§ Job
Collect every line below that contains the word "lawn". Case counts.

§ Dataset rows
* * * * * * * * *

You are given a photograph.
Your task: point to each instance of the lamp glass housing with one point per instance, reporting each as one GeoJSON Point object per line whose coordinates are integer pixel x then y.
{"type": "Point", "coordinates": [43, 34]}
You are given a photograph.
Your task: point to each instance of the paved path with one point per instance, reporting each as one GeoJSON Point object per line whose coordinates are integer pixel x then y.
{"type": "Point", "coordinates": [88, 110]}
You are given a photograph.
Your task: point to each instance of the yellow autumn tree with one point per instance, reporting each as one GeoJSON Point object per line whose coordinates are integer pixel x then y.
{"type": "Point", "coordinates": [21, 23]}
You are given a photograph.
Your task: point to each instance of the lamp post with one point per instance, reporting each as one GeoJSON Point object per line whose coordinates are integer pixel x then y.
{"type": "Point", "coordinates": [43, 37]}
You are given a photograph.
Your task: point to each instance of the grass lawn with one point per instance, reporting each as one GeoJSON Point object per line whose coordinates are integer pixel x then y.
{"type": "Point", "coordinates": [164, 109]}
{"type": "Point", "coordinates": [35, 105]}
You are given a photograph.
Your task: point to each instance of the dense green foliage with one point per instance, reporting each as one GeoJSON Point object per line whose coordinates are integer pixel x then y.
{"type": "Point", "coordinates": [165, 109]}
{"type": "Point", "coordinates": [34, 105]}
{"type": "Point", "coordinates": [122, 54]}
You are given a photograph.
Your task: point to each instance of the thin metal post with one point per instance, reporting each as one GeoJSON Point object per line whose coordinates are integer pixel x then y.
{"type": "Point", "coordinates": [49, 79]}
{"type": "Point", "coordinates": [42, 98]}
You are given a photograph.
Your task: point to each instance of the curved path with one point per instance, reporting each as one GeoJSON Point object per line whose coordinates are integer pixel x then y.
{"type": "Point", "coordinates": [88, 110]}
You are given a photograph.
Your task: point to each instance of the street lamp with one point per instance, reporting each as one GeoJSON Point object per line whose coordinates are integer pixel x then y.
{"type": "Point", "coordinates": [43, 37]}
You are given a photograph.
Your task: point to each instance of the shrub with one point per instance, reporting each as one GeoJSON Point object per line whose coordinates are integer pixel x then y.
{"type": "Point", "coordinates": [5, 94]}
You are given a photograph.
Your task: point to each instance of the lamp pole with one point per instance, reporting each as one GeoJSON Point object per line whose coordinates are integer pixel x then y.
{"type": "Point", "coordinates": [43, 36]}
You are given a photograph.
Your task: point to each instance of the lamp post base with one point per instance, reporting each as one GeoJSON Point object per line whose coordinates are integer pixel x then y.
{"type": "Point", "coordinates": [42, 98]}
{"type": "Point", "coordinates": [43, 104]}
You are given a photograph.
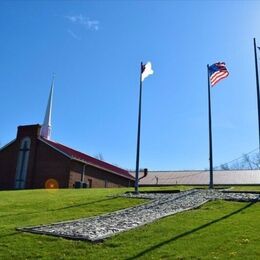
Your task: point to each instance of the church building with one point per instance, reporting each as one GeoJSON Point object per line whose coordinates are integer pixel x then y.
{"type": "Point", "coordinates": [34, 161]}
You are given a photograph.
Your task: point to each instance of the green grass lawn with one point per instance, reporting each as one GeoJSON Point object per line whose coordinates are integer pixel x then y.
{"type": "Point", "coordinates": [217, 230]}
{"type": "Point", "coordinates": [246, 188]}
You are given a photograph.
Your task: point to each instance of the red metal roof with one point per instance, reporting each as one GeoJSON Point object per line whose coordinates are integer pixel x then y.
{"type": "Point", "coordinates": [88, 159]}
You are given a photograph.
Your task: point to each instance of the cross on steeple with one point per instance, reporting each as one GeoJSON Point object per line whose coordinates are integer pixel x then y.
{"type": "Point", "coordinates": [46, 126]}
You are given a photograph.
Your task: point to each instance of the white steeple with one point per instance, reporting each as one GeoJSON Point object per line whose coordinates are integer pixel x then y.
{"type": "Point", "coordinates": [46, 126]}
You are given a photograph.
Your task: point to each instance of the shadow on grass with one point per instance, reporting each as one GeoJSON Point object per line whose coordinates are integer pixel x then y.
{"type": "Point", "coordinates": [63, 208]}
{"type": "Point", "coordinates": [9, 235]}
{"type": "Point", "coordinates": [190, 232]}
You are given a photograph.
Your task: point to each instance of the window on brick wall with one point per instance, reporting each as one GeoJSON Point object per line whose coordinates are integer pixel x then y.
{"type": "Point", "coordinates": [22, 163]}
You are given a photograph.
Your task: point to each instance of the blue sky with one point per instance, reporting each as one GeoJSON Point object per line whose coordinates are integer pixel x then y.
{"type": "Point", "coordinates": [95, 49]}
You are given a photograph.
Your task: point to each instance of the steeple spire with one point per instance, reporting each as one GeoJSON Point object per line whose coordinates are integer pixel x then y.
{"type": "Point", "coordinates": [46, 126]}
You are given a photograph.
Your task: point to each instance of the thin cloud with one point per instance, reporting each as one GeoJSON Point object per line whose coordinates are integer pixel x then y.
{"type": "Point", "coordinates": [75, 36]}
{"type": "Point", "coordinates": [80, 19]}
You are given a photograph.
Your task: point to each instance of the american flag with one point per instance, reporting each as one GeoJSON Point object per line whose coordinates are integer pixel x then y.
{"type": "Point", "coordinates": [217, 72]}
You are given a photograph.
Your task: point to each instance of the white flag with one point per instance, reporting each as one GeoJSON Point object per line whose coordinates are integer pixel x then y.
{"type": "Point", "coordinates": [146, 70]}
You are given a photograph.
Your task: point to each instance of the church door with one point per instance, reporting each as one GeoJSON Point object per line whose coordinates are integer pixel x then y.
{"type": "Point", "coordinates": [22, 163]}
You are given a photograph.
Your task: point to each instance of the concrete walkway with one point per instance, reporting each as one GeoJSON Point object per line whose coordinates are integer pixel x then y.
{"type": "Point", "coordinates": [98, 228]}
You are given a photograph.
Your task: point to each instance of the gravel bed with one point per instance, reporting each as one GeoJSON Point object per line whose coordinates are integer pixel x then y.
{"type": "Point", "coordinates": [161, 205]}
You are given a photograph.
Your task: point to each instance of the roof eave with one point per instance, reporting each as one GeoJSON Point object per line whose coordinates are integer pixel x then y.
{"type": "Point", "coordinates": [102, 168]}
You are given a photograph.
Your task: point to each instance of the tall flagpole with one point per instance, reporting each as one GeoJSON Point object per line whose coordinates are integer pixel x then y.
{"type": "Point", "coordinates": [138, 133]}
{"type": "Point", "coordinates": [257, 91]}
{"type": "Point", "coordinates": [210, 136]}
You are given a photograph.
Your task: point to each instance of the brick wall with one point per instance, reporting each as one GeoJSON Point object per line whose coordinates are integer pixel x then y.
{"type": "Point", "coordinates": [99, 178]}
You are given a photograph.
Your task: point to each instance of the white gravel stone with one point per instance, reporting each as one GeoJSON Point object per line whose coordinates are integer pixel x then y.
{"type": "Point", "coordinates": [161, 205]}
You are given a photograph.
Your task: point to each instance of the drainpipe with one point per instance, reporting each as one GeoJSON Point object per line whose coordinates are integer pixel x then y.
{"type": "Point", "coordinates": [83, 173]}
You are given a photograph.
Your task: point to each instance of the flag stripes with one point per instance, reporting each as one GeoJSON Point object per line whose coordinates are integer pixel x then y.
{"type": "Point", "coordinates": [217, 72]}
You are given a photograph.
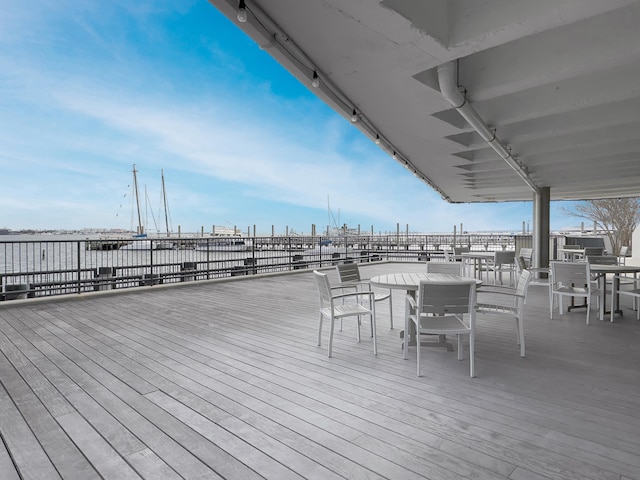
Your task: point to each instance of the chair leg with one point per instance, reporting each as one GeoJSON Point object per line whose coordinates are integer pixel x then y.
{"type": "Point", "coordinates": [588, 309]}
{"type": "Point", "coordinates": [320, 331]}
{"type": "Point", "coordinates": [520, 327]}
{"type": "Point", "coordinates": [375, 336]}
{"type": "Point", "coordinates": [472, 353]}
{"type": "Point", "coordinates": [405, 340]}
{"type": "Point", "coordinates": [418, 353]}
{"type": "Point", "coordinates": [331, 336]}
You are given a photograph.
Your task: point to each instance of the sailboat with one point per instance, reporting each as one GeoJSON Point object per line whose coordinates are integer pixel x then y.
{"type": "Point", "coordinates": [141, 241]}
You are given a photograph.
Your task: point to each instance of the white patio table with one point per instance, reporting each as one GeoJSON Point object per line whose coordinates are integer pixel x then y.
{"type": "Point", "coordinates": [477, 259]}
{"type": "Point", "coordinates": [410, 282]}
{"type": "Point", "coordinates": [602, 271]}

* * * * * * * * *

§ Written solution
Your task: point to each instance of the grass lawn with one point per instance, reporting each as one GeoJSON Point object per line whose coordinates are integer pixel x then y.
Your task: point to each instance of the green grass lawn with one point per instance, reporting each as one GeoJSON Point object per line whose coordinates are integer pixel x then y.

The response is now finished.